## [PASSAGE FOURNI]
<<<<

L’automne de 2020 était plutôt sec et a failli compromettre le début de la saison céréalière. Durant les trois mois de septembre, octobre et novembre, seuls 85,1 millimètres de pluie ont été enregistrés, contre 214,6 mm durant la même période de l’année écoulée et 276 mm en 2018.

La bande sud de la wilaya demeure la plus touchée par le déficit hydrique. Même la saison hivernale a été caractérisée par une faible pluviométrie.

«Aucune année ne ressemble à l’autre, et l’agriculteur se retrouve complètement désorienté. Nous n’avons plus les quatre saisons habituelles. Les céréaliculteurs, qui ont procédé au travail du sol en début de saison, ont rencontré d’énormes difficultés. Le sol est devenu compact et dur comme du béton. Ce qui s’est répercuté directement sur les frais. Dans de telles conditions, les agriculteurs se voient obligés d’augmenter le taux de semence pour surmonter la contrainte de la battance des sols. Là encore, ce sont des dépenses supplémentaires qui pèsent lourd», déplore Abdelaziz Ould Hocine, président du Conseil interprofessionnel des céréales à Bouira.

Conséquences: le constat sur le terrain est sans appel. Les champs des vastes plateaux d’El Asnam, El Hachimia, Aïn Bessam, Bir Ghbalou, Haizer, Bouira et autres n’ont pas atteint le développement habituel en cette période de l’année.

>>>>

## [DONNÉES FOURNIES]

<<<<

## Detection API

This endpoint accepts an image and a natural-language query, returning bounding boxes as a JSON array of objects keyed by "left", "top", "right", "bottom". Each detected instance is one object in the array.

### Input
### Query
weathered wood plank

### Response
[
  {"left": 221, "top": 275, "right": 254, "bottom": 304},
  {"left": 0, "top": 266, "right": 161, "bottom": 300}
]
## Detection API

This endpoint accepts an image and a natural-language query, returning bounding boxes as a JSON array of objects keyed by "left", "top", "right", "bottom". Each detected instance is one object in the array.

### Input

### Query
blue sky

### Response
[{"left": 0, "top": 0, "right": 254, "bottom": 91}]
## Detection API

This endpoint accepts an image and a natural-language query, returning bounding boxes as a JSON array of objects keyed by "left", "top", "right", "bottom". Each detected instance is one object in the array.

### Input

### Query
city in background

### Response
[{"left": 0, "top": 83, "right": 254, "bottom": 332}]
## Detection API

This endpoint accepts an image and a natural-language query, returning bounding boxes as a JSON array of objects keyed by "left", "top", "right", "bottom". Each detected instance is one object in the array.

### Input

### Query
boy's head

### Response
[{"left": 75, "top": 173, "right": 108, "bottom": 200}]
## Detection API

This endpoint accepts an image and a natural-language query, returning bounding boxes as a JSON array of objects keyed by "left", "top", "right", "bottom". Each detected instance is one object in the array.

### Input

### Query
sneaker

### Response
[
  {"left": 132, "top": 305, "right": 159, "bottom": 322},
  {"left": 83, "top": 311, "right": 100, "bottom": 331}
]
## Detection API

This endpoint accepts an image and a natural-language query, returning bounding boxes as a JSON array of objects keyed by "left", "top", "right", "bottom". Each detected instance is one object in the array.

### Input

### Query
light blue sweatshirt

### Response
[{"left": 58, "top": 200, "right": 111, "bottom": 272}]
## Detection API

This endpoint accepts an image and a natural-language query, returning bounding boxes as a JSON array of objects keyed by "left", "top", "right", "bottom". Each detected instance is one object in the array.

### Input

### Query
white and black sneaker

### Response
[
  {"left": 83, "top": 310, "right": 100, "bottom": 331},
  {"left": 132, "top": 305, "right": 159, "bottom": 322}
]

>>>>

## [PROBLÈME COURT A]
Répondez à ces questions d'après le passage fourni :
(i) Quelle quantité de pluie a été enregistrée en septembre, octobre et novembre 2020 ?
(ii) Quelle partie de la wilaya reste la plus touchée par le déficit hydrique ?
(iii) Quelle fonction occupe Abdelaziz Ould Hocine ?
## [PROBLÈME COURT B]
Traduisez en anglais cette phrase du passage fourni : « Le sol est devenu compact et dur comme du béton. »

## [RÉPONSE ATTENDUE A]
(i) 85,1 millimètres.
(ii) La bande sud.
(iii) Il est président du Conseil interprofessionnel des céréales à Bouira.

## [RÉPONSE ATTENDUE B]
The soil has become compact and as hard as concrete.